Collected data

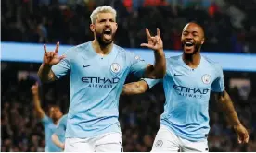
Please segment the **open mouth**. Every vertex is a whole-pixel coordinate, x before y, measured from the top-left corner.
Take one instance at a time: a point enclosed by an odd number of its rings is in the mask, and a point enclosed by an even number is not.
[[[186,47],[191,47],[191,46],[194,46],[194,43],[193,42],[185,42],[185,46]]]
[[[111,35],[112,31],[111,31],[111,29],[106,29],[106,30],[103,31],[103,34],[105,34],[105,35]]]

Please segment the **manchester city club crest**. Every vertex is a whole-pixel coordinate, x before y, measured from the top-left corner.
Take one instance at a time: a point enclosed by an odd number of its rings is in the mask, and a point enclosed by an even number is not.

STATED PROBLEM
Every line is to be duplicated exactly, though pictures stay out.

WRITTEN ANSWER
Please segment the **open mouth**. Every vertex is a whole-pixel coordinate, x before y, measured from the top-left corner.
Take one instance at a time: a point enclosed by an odd number of its rings is in the mask, and a point enclosed by an even number is not.
[[[186,47],[191,47],[191,46],[194,46],[194,43],[193,42],[185,42],[185,46]]]
[[[111,35],[112,31],[111,31],[111,29],[106,29],[106,30],[103,31],[103,34],[105,34],[105,35]]]

Please segment the **manchester city club crest**. Every vertex is a whole-pixel coordinate, x before y, measured from the top-left corner.
Take one instance at a time: a point enclosed by an odd number of its rings is in the mask, and a point enclosed by an even number is not.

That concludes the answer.